DOCUMENT SEGMENT:
[start]

Rhumb

Posted on Mar 30 • Edited on Apr 1 • Originally published at rhumb.dev

Exa vs Tavily vs Serper vs Brave Search for AI Agents — AN Score Comparison

#ai #mcp #api #webdev

Search is the most fundamental thing an agent does. Before it writes, plans, acts, or decides — it looks something up. You'd expect this to be a solved problem.

It mostly is. But "mostly" is where agents fail.

We scored five search APIs on Rhumb's AN Score framework: 20 dimensions covering execution reliability, error quality, auth predictability, and access readiness. The spread is narrower than CRMs or databases — search APIs are simpler primitives — but the differences compound when your agent runs search loops overnight.

The Scores

API	AN Score	Tier	Key Strength
Exa	8.7	L4 Native	Neural retrieval, structured output, agent-first design
Tavily	8.6	L4 Native	Purpose-built for agents, clean response schema
Serper	8.0	L4 Native	Google results, developer-friendly, predictable errors
Brave Search	7.1	L3 Ready	Independent index, privacy-first, solid but generic
Perplexity	6.8	L3 Ready	Returns synthesis, not raw results — changes the contract

These aren't bad scores. Search APIs score higher than CRMs (HubSpot: 4.6, Salesforce: 4.8) because the primitives are simpler. But a 1.9-point gap between Exa and Perplexity is significant when it's your agent doing 200 searches per day unattended.

[end]

DATA LISTING:

[start]

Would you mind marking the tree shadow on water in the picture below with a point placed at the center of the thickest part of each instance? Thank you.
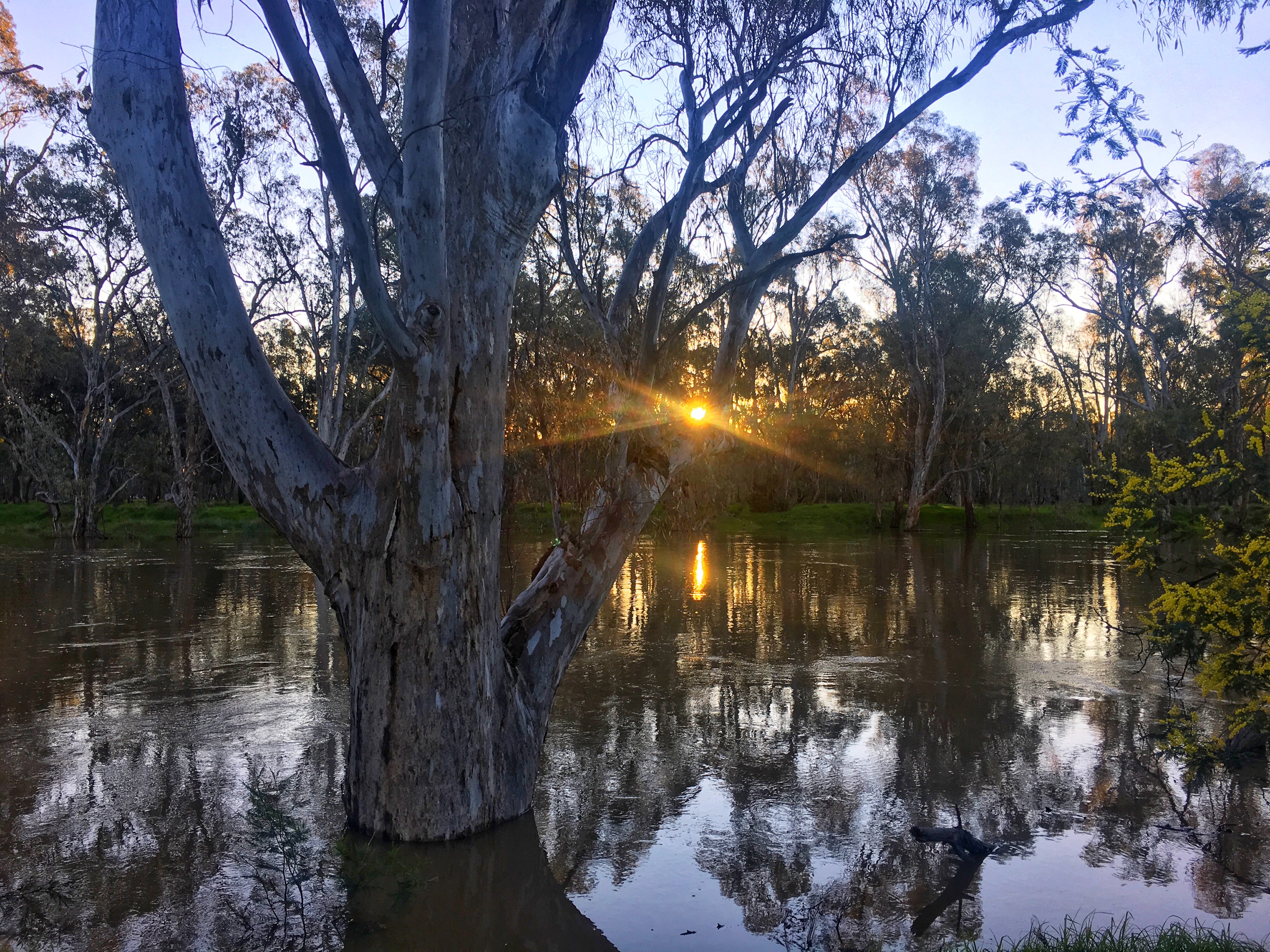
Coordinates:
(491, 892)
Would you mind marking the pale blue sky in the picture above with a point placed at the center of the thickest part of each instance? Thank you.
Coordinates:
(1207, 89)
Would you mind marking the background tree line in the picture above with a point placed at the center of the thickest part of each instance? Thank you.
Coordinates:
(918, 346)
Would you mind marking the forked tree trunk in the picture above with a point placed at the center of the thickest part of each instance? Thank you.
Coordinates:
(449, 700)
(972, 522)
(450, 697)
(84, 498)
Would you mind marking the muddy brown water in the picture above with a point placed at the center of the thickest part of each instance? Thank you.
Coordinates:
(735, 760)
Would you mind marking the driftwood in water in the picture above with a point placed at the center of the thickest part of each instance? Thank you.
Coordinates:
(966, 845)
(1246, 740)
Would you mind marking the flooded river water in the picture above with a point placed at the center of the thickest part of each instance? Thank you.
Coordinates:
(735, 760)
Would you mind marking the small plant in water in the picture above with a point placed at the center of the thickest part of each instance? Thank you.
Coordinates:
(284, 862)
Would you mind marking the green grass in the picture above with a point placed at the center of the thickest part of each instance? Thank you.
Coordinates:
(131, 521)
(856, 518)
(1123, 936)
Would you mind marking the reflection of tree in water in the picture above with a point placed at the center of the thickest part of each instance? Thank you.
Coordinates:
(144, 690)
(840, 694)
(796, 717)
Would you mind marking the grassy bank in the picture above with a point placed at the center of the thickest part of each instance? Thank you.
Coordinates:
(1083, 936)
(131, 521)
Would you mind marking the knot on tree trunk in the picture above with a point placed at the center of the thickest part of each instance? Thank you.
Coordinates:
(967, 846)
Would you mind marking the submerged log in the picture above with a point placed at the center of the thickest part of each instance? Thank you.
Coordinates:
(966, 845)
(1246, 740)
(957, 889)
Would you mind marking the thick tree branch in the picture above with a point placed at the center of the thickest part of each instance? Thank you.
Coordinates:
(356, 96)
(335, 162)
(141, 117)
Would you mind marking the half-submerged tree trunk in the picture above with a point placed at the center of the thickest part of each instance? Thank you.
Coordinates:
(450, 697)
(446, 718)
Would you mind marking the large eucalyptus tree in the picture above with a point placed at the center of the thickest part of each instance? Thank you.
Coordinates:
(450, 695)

[end]

SHORT TASK:
Reproduce verbatim the part of the search API comparison between "Exa vs Tavily" and "where agents fail.", inclusive. The data have no connection to the search API comparison.

COMPLETED EXERCISE:
Exa vs Tavily vs Serper vs Brave Search for AI Agents — AN Score Comparison

#ai #mcp #api #webdev

Search is the most fundamental thing an agent does. Before it writes, plans, acts, or decides — it looks something up. You'd expect this to be a solved problem.

It mostly is. But "mostly" is where agents fail.